> [Set exercise] Your job is to restate each entry word for word.

> [Data provided]
---------------
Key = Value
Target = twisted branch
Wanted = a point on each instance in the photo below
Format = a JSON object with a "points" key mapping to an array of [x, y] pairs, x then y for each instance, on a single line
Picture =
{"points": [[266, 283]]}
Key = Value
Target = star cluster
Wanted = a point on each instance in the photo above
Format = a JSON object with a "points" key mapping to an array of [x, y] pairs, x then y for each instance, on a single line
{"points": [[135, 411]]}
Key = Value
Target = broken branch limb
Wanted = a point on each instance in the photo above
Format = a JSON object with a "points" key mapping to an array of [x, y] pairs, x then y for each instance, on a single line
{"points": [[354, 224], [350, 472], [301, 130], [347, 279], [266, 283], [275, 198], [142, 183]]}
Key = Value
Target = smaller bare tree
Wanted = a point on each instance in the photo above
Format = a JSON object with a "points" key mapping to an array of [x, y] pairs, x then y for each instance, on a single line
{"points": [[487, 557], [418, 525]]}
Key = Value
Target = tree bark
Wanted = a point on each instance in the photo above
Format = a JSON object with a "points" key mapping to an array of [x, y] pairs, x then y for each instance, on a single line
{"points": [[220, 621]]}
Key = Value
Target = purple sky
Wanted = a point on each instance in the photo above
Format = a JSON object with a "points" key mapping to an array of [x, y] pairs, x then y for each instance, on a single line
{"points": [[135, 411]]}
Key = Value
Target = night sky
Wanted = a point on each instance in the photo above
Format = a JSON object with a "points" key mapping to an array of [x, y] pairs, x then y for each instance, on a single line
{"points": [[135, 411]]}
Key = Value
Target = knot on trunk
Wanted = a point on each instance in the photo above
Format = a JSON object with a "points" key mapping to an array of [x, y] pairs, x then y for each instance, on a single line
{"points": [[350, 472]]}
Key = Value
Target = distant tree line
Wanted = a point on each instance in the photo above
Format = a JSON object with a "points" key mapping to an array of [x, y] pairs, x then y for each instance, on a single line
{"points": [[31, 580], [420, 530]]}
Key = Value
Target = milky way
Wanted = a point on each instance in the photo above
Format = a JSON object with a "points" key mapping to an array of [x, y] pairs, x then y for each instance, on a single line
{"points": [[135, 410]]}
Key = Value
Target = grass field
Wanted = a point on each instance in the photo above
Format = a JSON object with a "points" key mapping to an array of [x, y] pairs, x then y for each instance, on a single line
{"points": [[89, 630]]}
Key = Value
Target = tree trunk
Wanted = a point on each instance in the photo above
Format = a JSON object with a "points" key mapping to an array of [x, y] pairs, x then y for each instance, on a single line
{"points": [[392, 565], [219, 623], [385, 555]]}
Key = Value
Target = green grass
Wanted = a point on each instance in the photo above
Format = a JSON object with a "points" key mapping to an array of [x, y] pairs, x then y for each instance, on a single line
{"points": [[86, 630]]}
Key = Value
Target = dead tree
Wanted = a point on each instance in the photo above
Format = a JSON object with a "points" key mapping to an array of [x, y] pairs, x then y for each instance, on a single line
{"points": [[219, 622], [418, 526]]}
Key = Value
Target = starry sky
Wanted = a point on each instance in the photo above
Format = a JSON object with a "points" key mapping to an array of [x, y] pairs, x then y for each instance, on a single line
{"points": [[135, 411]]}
---------------
> [Output for this exercise]
Key = Value
Target = twisted branch
Wanted = a point on each instance in the photo below
Format = a JSON object with a "points" key mapping to an array of [x, y] pairs, x then y for each instance, on a single line
Picture =
{"points": [[266, 283]]}
Key = Value
Target = star cluster
Wanted = a point on each instance in the photo above
Format = a JSON object with a "points" key mapping to an array of [x, y] pairs, x then y for each instance, on a single line
{"points": [[135, 411]]}
Key = Value
Target = broken branch limb
Wanted = a point on each instance in the photo above
Format = a JSON object with a "points" key mapping to an array of [x, y] pairs, x then y for each instance, on a single line
{"points": [[354, 224], [350, 472], [301, 130], [347, 279], [266, 283], [275, 198], [142, 183]]}
Key = Value
Target = smaller bare tree
Wanted = a point on each instance in the photo above
Format = a JSON object with a "points" key mapping to an array of [x, y] pairs, x then y for each instance, on a single line
{"points": [[487, 557], [418, 525]]}
Key = Value
Target = tree bark
Wanted = a point on each instance in the photo above
Format = a JSON object with a "points" key mapping to an array of [x, y] pairs, x then y for each instance, on a single line
{"points": [[220, 621]]}
Key = Value
Target = purple sky
Wanted = a point on each instance in the photo above
Format = a JSON object with a "points" key mapping to an array of [x, y] pairs, x then y for each instance, on a single line
{"points": [[135, 411]]}
Key = Value
Target = night sky
Wanted = a point on each instance in the photo above
Format = a JSON object with a "points" key mapping to an array of [x, y] pairs, x then y for each instance, on a single line
{"points": [[135, 411]]}
Key = Value
Target = knot on trunk
Wanted = a point on each instance in the photo above
Format = a JSON object with a "points" key mapping to an array of [x, y] pairs, x then y for each instance, on a single line
{"points": [[350, 472]]}
Key = Value
Target = distant tree line
Wanted = a point on each instance in the photo above
Format = a JSON object with a "points" key mapping to an array of [x, y] pairs, x then y for each instance, on a single line
{"points": [[31, 580], [420, 530]]}
Key = Value
Target = milky way
Wanted = a point on each instance in the photo above
Format = a JSON object with a "points" key mapping to an array of [x, y] pairs, x then y for each instance, on a single line
{"points": [[135, 410]]}
Key = Value
Target = grass field
Wanted = a point on each instance in the photo above
Format = a JSON object with a "points" key mapping to an array of [x, y] pairs, x then y for each instance, on a single line
{"points": [[89, 630]]}
Key = Value
Target = tree trunk
Wanted = a point on each instance in the photo above
Format = a JSON object with a "points" key mapping to an array of [x, y] pairs, x then y for each instance, on a single line
{"points": [[392, 565], [219, 623], [385, 555]]}
Key = Value
Target = green grass
Wanted = a point on each instance in the photo above
Format = a JSON object with a "points" key mapping to an array of [x, y] pairs, x then y for each instance, on a single line
{"points": [[86, 630]]}
Key = Value
Target = dead tree
Wanted = a point on each instance in the photo above
Format = a JSON object with a "points" key mapping to an array of [x, y] pairs, x then y for each instance, on a single line
{"points": [[219, 622], [418, 526]]}
Key = Value
Target = starry sky
Wanted = a point on each instance in the photo above
Format = a JSON object with a "points" key mapping to an array of [x, y] pairs, x then y for each instance, on a single line
{"points": [[135, 411]]}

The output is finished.